Can you render every line of the records below as a JSON list of strings, one string per line, with blank lines omitted?

» MATERIAL FOR THIS EXERCISE

──────────

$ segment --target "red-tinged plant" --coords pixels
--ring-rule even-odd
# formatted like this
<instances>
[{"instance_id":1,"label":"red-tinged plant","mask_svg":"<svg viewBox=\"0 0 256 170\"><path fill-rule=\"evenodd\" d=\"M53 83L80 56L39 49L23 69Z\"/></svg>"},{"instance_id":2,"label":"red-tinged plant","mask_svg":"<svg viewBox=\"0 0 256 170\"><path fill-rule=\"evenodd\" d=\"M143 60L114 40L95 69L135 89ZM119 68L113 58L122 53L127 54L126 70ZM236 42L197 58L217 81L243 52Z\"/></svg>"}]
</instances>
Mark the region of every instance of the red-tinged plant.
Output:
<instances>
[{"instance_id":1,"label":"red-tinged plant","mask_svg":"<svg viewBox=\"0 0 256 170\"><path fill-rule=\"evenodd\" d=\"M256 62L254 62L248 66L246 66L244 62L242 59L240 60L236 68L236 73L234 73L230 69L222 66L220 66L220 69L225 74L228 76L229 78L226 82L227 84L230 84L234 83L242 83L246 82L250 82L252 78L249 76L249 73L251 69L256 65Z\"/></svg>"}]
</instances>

──────────

» REPLY TO THE TASK
[
  "$ segment --target \"red-tinged plant\" --coords pixels",
  "--ring-rule even-odd",
  "# formatted like this",
  "<instances>",
  "[{\"instance_id\":1,\"label\":\"red-tinged plant\",\"mask_svg\":\"<svg viewBox=\\\"0 0 256 170\\\"><path fill-rule=\\\"evenodd\\\" d=\\\"M53 83L80 56L39 49L23 69Z\\\"/></svg>\"},{\"instance_id\":2,\"label\":\"red-tinged plant\",\"mask_svg\":\"<svg viewBox=\\\"0 0 256 170\\\"><path fill-rule=\\\"evenodd\\\" d=\\\"M143 60L114 40L95 69L135 89ZM119 68L113 58L122 53L127 54L126 70ZM236 42L197 58L217 81L243 52Z\\\"/></svg>\"}]",
  "</instances>",
  "Mark the region of every instance of the red-tinged plant.",
  "Output:",
  "<instances>",
  "[{\"instance_id\":1,\"label\":\"red-tinged plant\",\"mask_svg\":\"<svg viewBox=\\\"0 0 256 170\\\"><path fill-rule=\\\"evenodd\\\" d=\\\"M256 62L254 62L248 66L246 66L244 62L242 59L240 60L236 68L236 73L234 73L230 69L222 66L220 66L220 69L225 74L228 76L229 78L226 82L227 84L230 84L234 83L242 83L246 82L250 82L252 78L249 76L249 73L251 69L256 65Z\\\"/></svg>\"}]",
  "</instances>"
]